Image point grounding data

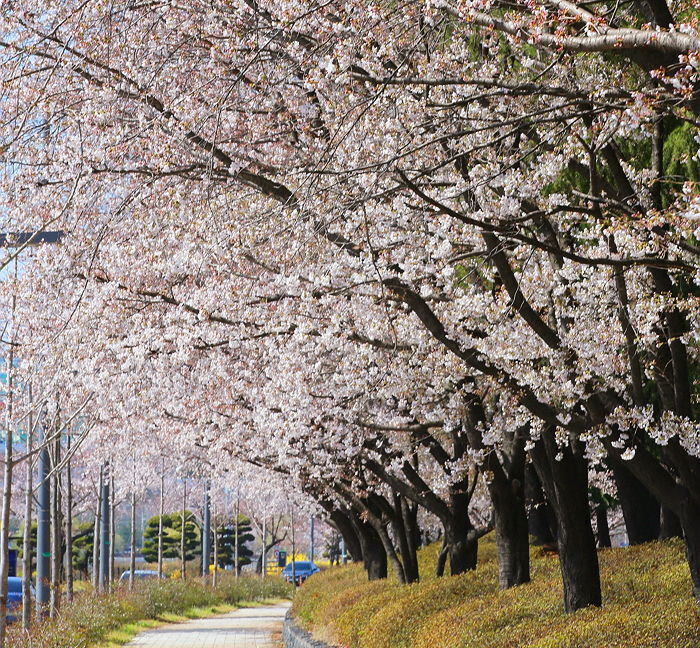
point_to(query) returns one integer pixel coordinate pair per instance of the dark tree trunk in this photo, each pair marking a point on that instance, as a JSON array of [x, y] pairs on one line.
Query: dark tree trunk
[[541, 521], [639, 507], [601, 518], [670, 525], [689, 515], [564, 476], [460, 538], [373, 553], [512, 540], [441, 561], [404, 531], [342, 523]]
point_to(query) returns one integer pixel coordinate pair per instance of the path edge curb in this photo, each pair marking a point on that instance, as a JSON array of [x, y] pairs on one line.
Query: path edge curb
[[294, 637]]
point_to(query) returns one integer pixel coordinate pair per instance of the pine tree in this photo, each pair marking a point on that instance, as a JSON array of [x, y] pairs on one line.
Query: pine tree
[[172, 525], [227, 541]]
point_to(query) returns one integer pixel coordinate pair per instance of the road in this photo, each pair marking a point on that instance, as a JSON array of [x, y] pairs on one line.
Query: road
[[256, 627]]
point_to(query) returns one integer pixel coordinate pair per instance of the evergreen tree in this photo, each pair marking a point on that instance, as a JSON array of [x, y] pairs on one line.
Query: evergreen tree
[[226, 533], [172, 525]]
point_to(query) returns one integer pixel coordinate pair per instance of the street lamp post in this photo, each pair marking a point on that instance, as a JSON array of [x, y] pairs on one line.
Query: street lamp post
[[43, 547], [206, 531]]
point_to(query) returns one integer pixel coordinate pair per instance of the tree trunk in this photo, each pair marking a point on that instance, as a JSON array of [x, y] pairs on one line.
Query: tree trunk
==
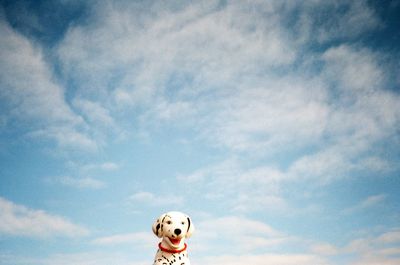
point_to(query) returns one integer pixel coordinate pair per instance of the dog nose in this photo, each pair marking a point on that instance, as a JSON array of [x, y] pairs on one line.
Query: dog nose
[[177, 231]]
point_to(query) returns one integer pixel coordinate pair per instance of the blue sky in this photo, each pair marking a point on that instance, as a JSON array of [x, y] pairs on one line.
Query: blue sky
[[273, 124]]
---
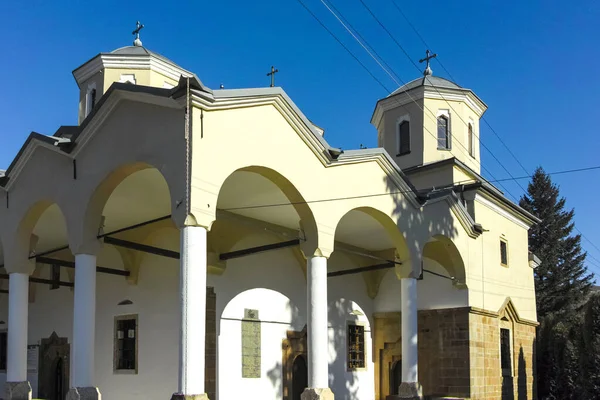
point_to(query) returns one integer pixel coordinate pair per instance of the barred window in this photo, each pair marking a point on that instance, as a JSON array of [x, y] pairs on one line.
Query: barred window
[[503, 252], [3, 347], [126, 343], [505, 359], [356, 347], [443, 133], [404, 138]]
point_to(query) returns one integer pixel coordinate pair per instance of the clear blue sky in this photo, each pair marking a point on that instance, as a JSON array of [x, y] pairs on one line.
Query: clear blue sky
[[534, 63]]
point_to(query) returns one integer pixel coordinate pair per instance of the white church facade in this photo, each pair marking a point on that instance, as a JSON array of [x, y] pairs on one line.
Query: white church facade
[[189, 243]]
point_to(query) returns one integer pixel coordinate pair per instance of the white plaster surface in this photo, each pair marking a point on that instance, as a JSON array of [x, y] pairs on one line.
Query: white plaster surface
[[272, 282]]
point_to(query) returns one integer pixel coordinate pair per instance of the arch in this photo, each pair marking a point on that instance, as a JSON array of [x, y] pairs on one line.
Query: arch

Work instructions :: Your answer should consist of every line from the entries that holds "arch".

Task output ::
point_to(query) returns one integer pixel coordinate pair per instance of the arch in this photo, each pair marking a point on that instance, as a JSON array of [x, y] pairs on one line.
Query: arch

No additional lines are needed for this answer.